Mas, com o fim da emergência decretada devido à crise sanitária, nesta quinta (11), o recurso será extinto, em meio ao aumento no número de travessias irregulares —com base na crença de que agora ficará mais fácil entrar nos EUA. O resultado se vê nas ruas de El Paso, com pessoas dormindo em papelões, tendas improvisadas para fugir do sol inclemente, roupas em muros e banheiros químicos enfileirados.

O padre Rafael García, um cubano que vive há cinco décadas nos EUA, cuida da paróquia Sagrado Coração, onde os migrantes se amontoam. Em suas contas, há cerca de mil pessoas no entorno da igreja, escolhida por ser um lugar de menor assédio dos agentes de fronteira e dos policiais da cidade.

“Os EUA têm uma enorme capacidade de receber gente. É um país rico, grande e de pessoas generosas. O problema é que a porta de entrada está congestionada e é muito difícil conseguir asilo —é preciso provar que você está fugindo de uma ameaça ou é perseguido político. O sistema precisa ser reformado”, diz ele.

- - - - - - -

*INSTRUÇÃO DE TRABALHO A*:
Transcreva, por favor, o trecho sobre os migrantes em El Paso a partir de "O padre Rafael" e seguindo até "policiais da cidade.".
*INSTRUÇÃO DE TRABALHO B*:
Segundo o trecho sobre os migrantes em El Paso, quais cenas se veem nas ruas da cidade? Enumere todas.
O material a seguir não tem nenhum papel aqui.

Dados de máscaras de segmentação:
- - - - - - -

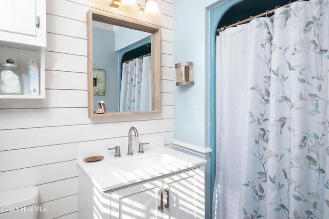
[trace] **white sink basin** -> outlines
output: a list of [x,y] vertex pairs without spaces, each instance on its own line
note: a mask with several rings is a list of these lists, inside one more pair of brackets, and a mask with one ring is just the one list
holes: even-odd
[[145,154],[114,162],[110,166],[111,169],[121,170],[123,172],[132,172],[159,165],[161,159],[162,157],[157,154]]
[[166,147],[145,150],[143,154],[121,154],[105,157],[97,162],[82,160],[78,165],[100,191],[182,171],[205,164],[207,161]]

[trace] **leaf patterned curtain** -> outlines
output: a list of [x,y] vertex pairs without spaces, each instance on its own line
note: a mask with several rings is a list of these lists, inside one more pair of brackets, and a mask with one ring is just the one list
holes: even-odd
[[122,65],[120,112],[145,111],[151,106],[151,58],[137,58]]
[[329,0],[216,38],[213,218],[329,218]]

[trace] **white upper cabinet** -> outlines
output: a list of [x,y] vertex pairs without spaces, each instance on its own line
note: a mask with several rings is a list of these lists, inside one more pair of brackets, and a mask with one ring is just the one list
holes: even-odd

- - - - - - -

*SOLUÇÃO A*:
O padre Rafael García, um cubano que vive há cinco décadas nos EUA, cuida da paróquia Sagrado Coração, onde os migrantes se amontoam. Em suas contas, há cerca de mil pessoas no entorno da igreja, escolhida por ser um lugar de menor assédio dos agentes de fronteira e dos policiais da cidade.

*SOLUÇÃO B*:
- Pessoas dormindo em papelões
- Tendas improvisadas para fugir do sol inclemente
- Roupas em muros
- Banheiros químicos enfileirados